> [WHAT TO DO]
Rewrite every row below with "outlines" changed to "shapes", keeping all other text the same and omitting the pictures.

> [Raw records]
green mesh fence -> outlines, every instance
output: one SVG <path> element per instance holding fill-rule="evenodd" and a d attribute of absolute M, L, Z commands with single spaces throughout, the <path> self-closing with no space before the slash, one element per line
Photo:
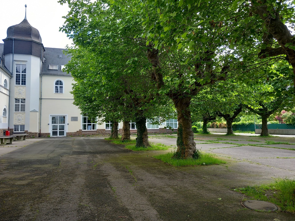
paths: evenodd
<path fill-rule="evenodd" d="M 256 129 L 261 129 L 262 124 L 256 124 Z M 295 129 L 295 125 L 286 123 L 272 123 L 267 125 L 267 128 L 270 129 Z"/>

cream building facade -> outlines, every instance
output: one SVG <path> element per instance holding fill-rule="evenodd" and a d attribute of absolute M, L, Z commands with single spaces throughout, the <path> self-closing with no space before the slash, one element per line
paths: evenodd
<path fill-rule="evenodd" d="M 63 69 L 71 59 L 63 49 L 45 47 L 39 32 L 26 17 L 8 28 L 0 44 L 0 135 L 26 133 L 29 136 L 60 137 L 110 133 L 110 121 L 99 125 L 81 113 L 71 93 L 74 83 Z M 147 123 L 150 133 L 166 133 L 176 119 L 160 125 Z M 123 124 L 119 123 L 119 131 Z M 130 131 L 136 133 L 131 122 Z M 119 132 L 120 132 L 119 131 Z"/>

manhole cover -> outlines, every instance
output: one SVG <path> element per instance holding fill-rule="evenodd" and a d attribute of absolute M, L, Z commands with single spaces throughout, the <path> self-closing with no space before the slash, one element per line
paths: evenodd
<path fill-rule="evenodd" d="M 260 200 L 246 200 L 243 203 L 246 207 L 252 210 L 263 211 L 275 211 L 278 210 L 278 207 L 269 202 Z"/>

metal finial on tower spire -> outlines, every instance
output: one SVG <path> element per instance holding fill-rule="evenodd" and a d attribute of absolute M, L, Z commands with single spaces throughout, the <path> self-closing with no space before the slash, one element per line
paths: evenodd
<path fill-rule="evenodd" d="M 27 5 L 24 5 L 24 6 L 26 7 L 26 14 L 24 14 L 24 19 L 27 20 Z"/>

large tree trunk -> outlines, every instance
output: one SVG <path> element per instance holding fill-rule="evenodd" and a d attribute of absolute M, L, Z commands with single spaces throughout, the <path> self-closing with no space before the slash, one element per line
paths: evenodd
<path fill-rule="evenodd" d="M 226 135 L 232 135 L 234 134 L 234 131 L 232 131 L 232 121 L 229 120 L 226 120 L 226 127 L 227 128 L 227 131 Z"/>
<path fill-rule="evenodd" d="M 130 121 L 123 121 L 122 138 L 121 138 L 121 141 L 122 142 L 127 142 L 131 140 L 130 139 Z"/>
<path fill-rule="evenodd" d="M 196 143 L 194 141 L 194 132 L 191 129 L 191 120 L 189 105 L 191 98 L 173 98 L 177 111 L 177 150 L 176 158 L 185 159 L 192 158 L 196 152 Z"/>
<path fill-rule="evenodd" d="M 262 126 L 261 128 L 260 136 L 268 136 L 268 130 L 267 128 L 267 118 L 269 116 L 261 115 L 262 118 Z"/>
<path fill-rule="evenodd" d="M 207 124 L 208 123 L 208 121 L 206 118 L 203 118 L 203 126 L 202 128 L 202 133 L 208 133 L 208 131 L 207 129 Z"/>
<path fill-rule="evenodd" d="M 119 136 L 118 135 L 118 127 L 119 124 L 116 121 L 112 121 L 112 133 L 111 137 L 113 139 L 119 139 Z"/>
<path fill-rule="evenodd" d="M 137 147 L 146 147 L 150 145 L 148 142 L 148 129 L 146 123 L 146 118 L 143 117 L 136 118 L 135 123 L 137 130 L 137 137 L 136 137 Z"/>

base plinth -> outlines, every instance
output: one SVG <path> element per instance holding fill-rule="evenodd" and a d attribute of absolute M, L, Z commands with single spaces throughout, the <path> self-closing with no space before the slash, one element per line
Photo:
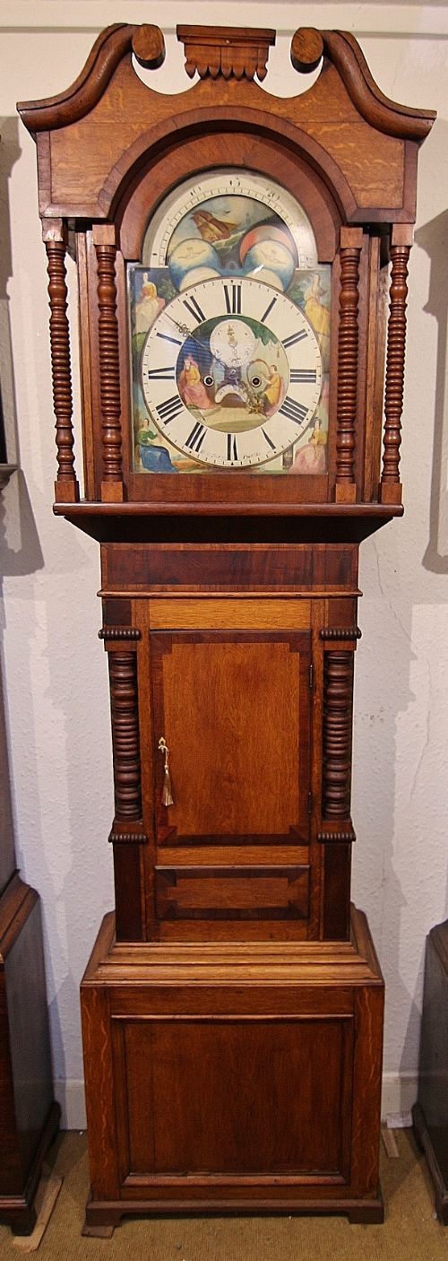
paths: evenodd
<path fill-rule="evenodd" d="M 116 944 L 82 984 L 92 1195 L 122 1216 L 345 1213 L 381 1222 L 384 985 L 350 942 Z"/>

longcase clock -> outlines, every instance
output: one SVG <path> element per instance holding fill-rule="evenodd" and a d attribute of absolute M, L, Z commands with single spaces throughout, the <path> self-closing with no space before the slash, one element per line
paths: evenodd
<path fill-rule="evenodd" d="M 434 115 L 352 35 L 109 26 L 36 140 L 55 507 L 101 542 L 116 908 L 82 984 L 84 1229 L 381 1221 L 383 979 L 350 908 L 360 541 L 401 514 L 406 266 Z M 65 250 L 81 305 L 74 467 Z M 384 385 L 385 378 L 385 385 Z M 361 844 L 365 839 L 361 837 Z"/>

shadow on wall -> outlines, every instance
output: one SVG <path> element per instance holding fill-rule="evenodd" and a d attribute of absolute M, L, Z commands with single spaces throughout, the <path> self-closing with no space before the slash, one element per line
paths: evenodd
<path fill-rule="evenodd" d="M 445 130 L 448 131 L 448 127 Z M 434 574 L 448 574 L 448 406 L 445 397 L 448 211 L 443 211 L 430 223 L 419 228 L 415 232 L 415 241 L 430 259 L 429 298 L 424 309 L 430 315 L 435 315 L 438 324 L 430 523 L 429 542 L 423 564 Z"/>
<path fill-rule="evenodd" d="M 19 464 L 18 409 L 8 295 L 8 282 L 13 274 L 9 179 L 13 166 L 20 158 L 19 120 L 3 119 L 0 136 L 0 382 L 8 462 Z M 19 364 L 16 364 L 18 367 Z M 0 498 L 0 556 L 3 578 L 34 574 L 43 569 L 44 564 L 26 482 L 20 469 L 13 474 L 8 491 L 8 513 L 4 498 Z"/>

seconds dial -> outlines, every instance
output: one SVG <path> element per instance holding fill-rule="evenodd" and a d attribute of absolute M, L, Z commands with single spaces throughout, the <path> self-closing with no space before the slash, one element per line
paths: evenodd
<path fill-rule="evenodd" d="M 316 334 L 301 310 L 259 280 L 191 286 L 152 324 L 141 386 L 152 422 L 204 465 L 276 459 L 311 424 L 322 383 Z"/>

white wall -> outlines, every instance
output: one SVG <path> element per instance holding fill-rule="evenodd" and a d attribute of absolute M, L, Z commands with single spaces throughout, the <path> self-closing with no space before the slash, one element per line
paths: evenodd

> [THE SOLUTION]
green mesh fence -> shapes, every instance
output: one SVG <path> element per instance holding fill-rule="evenodd" and a d attribute of absolute M, L, Z commands with single spaces throughout, the <path> self-closing with no space before the slash, one element per line
Photo:
paths: evenodd
<path fill-rule="evenodd" d="M 256 129 L 261 129 L 262 124 L 256 124 Z M 295 129 L 295 125 L 286 123 L 272 123 L 267 125 L 267 128 L 270 129 Z"/>

cream building facade -> shapes, every instance
output: one SVG <path> element per instance holding fill-rule="evenodd" and a d attribute of absolute M, L, Z commands with single spaces throughout, the <path> self-closing with no space before the slash, one element per line
paths: evenodd
<path fill-rule="evenodd" d="M 63 69 L 71 59 L 63 49 L 45 47 L 39 32 L 26 17 L 8 28 L 0 44 L 0 135 L 26 133 L 29 136 L 60 137 L 110 133 L 110 121 L 99 125 L 81 113 L 71 93 L 74 83 Z M 147 123 L 150 133 L 166 133 L 176 119 L 160 125 Z M 123 124 L 119 123 L 119 131 Z M 130 131 L 136 133 L 131 122 Z M 119 132 L 120 132 L 119 131 Z"/>

manhole cover -> shapes, every instance
output: one SVG <path> element per instance holding fill-rule="evenodd" and a d attribute of absolute M, L, Z commands with single spaces throughout, the <path> self-closing with no space before the slash, one element per line
paths: evenodd
<path fill-rule="evenodd" d="M 260 200 L 246 200 L 243 203 L 246 207 L 252 210 L 263 211 L 275 211 L 278 210 L 278 207 L 269 202 Z"/>

metal finial on tower spire -> shapes, every instance
output: one SVG <path> element per instance holding fill-rule="evenodd" and a d attribute of absolute M, L, Z commands with single spaces throughout, the <path> self-closing with no space before the slash, one element per line
paths: evenodd
<path fill-rule="evenodd" d="M 27 5 L 24 5 L 24 6 L 26 7 L 26 14 L 24 14 L 24 19 L 27 20 Z"/>

large tree trunk -> shapes, every instance
output: one SVG <path> element per instance holding fill-rule="evenodd" and a d attribute of absolute M, L, Z commands with single spaces throughout, the <path> self-closing with no space before the slash, one element per line
paths: evenodd
<path fill-rule="evenodd" d="M 226 135 L 232 135 L 234 134 L 234 131 L 232 131 L 232 121 L 229 120 L 226 120 L 226 127 L 227 128 L 227 131 Z"/>
<path fill-rule="evenodd" d="M 130 121 L 123 121 L 122 138 L 121 138 L 121 141 L 122 142 L 127 142 L 131 140 L 130 139 Z"/>
<path fill-rule="evenodd" d="M 196 143 L 194 141 L 194 132 L 191 129 L 191 120 L 189 105 L 191 98 L 173 98 L 177 111 L 177 150 L 176 158 L 185 159 L 192 158 L 196 152 Z"/>
<path fill-rule="evenodd" d="M 262 126 L 261 128 L 260 136 L 268 136 L 268 130 L 267 128 L 267 118 L 269 116 L 261 115 L 262 118 Z"/>
<path fill-rule="evenodd" d="M 207 124 L 208 123 L 208 121 L 206 118 L 203 118 L 203 126 L 202 128 L 202 133 L 208 133 L 208 131 L 207 129 Z"/>
<path fill-rule="evenodd" d="M 119 136 L 118 135 L 118 127 L 119 124 L 116 121 L 112 121 L 112 133 L 111 137 L 113 139 L 119 139 Z"/>
<path fill-rule="evenodd" d="M 137 147 L 146 147 L 150 145 L 148 142 L 148 129 L 146 123 L 146 118 L 143 117 L 136 118 L 135 123 L 137 130 L 137 137 L 136 137 Z"/>

base plinth -> shapes, every instance
output: one SVG <path> element per instance holding fill-rule="evenodd" and a d attribute of absolute M, L, Z commands with single spaces throughout, the <path> self-closing with no space before the slash, one element per line
Photo:
paths: evenodd
<path fill-rule="evenodd" d="M 116 944 L 82 984 L 92 1195 L 122 1216 L 345 1213 L 381 1222 L 384 985 L 350 942 Z"/>

longcase clock -> shapes, every instance
output: one SVG <path> element per instance holding fill-rule="evenodd" and a d attribute of absolute M, L, Z commands with single spaces throughout, the <path> self-closing with no space before the slash, one element per line
paths: evenodd
<path fill-rule="evenodd" d="M 434 115 L 352 35 L 109 26 L 36 140 L 55 507 L 101 542 L 116 908 L 82 984 L 84 1229 L 381 1221 L 383 979 L 350 908 L 360 541 L 401 514 L 406 266 Z M 65 250 L 81 305 L 74 467 Z M 384 385 L 385 378 L 385 385 Z M 361 844 L 365 839 L 361 837 Z"/>

shadow on wall -> shapes, every instance
output: one SVG <path> element per instance holding fill-rule="evenodd" and a d attribute of absolute M, L, Z commands with single spaces throughout, the <path> self-closing with no space before the slash, one element per line
paths: evenodd
<path fill-rule="evenodd" d="M 445 130 L 448 131 L 448 127 Z M 434 574 L 448 574 L 448 406 L 445 397 L 448 211 L 443 211 L 430 223 L 419 228 L 415 232 L 415 241 L 430 259 L 429 298 L 424 309 L 430 315 L 435 315 L 438 324 L 430 523 L 429 542 L 423 564 Z"/>
<path fill-rule="evenodd" d="M 19 464 L 18 409 L 8 295 L 8 282 L 13 274 L 9 179 L 13 166 L 20 158 L 19 120 L 3 119 L 0 136 L 0 382 L 8 462 Z M 19 364 L 16 364 L 18 367 Z M 0 498 L 0 556 L 3 578 L 34 574 L 43 569 L 44 564 L 26 482 L 20 469 L 13 474 L 8 491 L 8 513 L 4 498 Z"/>

seconds dial -> shapes, every instance
output: one SVG <path> element per instance holding fill-rule="evenodd" and a d attribute of absolute M, L, Z commands with single spaces throughout, the <path> self-closing with no space before the slash, one element per line
paths: evenodd
<path fill-rule="evenodd" d="M 316 334 L 301 310 L 259 280 L 191 286 L 152 324 L 141 386 L 152 422 L 204 465 L 276 459 L 311 424 L 322 383 Z"/>

white wall -> shapes, every instance
output: one SVG <path> element per instance holding fill-rule="evenodd" and a d attribute of absolute M, L, Z commands with single spaces throughout, the <path> self-closing with no space before the slash, one element per line
paths: evenodd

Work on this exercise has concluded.